# Wierd deposite on my plants



## valerie27 (Feb 13, 2008)

hey, i have a wierd deposit on my leafs, it looks like dust ???? what is that and what can i do, unfortunatly i can not add any algea eaters because my jewel fish eat them.....


----------



## wtac (Mar 17, 2006)

What you are seeing is called "biogenic decalcification". Totally normal if your source water is high in mineral content (GH and kH). 

HTH


----------



## Chris S (Dec 19, 2007)

Wilson,

I was under the understanding that biogenic decalcification only took place in typically low co2 tanks and is a process used by some plants to extract co2 from calcium.

I had some crypts that I believe did the same thing.

Please let me know if I am wrong...I hate being wrong


----------



## dekstr (Oct 23, 2007)

Interesting.

Stripping Co2 from calcium?

So you meant something like calcium carbonate?

I always thought this happened more often in SW as they have much higher calcium concentrations (minus saltwater plant part). Don't know what I'm talking about now. ;P

INTERESTING!!!


----------



## wtac (Mar 17, 2006)

In conditions where there is not enough CO2 added to the system required by the plant density, low flow and the water is high in calcium as well as a moderate kH, the process of CO2 uptake via HCO3 will create an area of high pH around the leaf. Calcium carbonate particles will form (calcium carbonate precipitate) as it's solubility is very low at high pH. Due to the low flow, the particles settle on the leaf looking like dust instead of going into the water column.

Hope I explained that correctly...mind is mush from late nights and early mornings...LOL!


----------



## Chris S (Dec 19, 2007)

I'm still not sure if we are talking about the same thing.

From my understanding biogenic decalcification is an active process used by "some" plants to gain carbon from water. It is done by extracting the carbonate component from calcium carbonate (ie. there has to be a source of calcium in the water column already).

Are we still talking about the same thing Wilson?


----------



## Brian (Mar 14, 2006)

I think you are both speaking of the thing. There is always calcium in our tap water which is why when your tank evaporates, it leaves all the calcium buildup on the sides of the tank but I assume you already know this


----------



## valerie27 (Feb 13, 2008)

the wierd deposit was due to a really dirty filter lol (oupss)


----------



## Brian (Mar 14, 2006)

ROFL!! All this talk about biogenic decalcification and the problem was just a dirty filter... life.


----------



## wtac (Mar 17, 2006)

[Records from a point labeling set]

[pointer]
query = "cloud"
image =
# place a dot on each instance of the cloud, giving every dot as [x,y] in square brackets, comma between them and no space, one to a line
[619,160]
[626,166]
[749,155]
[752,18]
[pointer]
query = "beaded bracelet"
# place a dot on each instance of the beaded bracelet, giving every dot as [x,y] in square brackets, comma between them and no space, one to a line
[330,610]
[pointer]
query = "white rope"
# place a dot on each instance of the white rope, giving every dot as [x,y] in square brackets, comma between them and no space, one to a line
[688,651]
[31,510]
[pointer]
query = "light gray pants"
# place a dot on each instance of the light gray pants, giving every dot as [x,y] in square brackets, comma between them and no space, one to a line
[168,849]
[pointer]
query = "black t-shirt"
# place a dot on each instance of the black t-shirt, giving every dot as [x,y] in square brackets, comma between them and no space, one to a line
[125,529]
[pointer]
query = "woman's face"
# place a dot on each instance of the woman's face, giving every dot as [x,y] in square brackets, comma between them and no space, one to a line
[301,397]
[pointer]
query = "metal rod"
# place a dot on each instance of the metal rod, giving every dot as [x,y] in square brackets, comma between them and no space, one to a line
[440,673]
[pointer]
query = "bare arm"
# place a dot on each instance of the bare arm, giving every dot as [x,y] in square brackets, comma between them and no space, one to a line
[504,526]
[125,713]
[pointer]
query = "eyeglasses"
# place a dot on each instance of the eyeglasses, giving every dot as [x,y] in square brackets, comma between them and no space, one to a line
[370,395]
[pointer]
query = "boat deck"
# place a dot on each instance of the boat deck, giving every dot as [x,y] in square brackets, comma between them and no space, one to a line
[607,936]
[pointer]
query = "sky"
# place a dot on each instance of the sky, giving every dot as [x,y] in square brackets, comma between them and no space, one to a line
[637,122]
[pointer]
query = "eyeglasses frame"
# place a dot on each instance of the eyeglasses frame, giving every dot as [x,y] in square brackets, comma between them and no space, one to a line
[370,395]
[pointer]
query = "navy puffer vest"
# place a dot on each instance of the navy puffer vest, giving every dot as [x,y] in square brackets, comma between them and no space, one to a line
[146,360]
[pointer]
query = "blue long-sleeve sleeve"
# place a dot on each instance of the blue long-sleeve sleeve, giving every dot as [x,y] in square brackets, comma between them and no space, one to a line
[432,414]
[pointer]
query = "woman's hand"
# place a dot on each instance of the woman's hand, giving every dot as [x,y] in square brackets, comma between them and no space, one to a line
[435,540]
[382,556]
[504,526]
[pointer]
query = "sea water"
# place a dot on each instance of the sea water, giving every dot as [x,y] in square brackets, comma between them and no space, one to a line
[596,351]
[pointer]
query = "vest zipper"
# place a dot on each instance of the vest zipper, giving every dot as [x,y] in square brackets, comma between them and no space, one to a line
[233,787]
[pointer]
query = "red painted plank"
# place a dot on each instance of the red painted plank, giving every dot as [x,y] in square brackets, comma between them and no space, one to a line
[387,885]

- **Problems to solve**:
[a] In the forum thread about a dust-like deposit on plant leaves, what did the original poster finally say caused the deposit?
[b] Write the next part of the forum thread about the dust-like deposit on plant leaves, picking up right after its last line.

- **Answers below**:
[a] A really dirty filter.

[b]
Valerie, you are killing Chris and I here...LOL!

I think we are looking at different perspectives. From what is described in hobbiest literature is partially correct, IMHO. In theory, to extract a carbon source from calcium carbonate, first the solid must be converted to an ionic form, which is not the case with respect to the manner in which we set-up our aquariums. 

Looking strictly at the point of view of the body of water, there is no "solid" calcium carbonate thus the notion is an invalid point of view. What there is to "work with" is ionic calcium and bicarbonate that freely floats around in solution. It's the activity of the plant wanting that carbon source from the bicarbonate which creates the conditions, in conjuntion of low water movement, for calcium carbonate to from and fall out of solution.

To further expand; in tap water, especially in the GTA, there are dissolved calcium ions and bicarbonate ions where they are in solution and overall the water is clear. The environmental factors that biogenic decalcification will occur is at the leaf of the plant, low flow where the bicarbonate uptake where CO2 is "extracted" creating a localized are of a high pH (~pH=10). In this localized area, it is an ideal environment where the interaction of calcium ions and bicarbonate ions to "preferably" combine and eventually create the solid that settles on the leaf.

I think we are splitting hairs here...LOL!


----------



## Chris S (Dec 19, 2007)

Hey Wilson,

I think I understand now what you are saying, and essentially we are in agreement. I didn't mean to doubt you at all, I'm just not as sure of the actual process that takes place, which it seems you are!

Excellent post though, it explains the process to less informed people like myself


----------



## valerie27 (Feb 13, 2008)

LOL im so sorry, but at lease now theres a post on the other reasons why it could happen LOL


----------



## wtac (Mar 17, 2006)

I've always had a difficult time writing and conveying information to a broad audience. Honestly, _*I humbly thank you all*_ for helping me to improve getting my nerdy thoughts out in a manner that is understandable and "tweak the geek" in those that care to read my rambles...LOL!


----------



## jrs (Mar 18, 2006)

wtac said:


> Valerie, you are killing Chris and I here...LOL!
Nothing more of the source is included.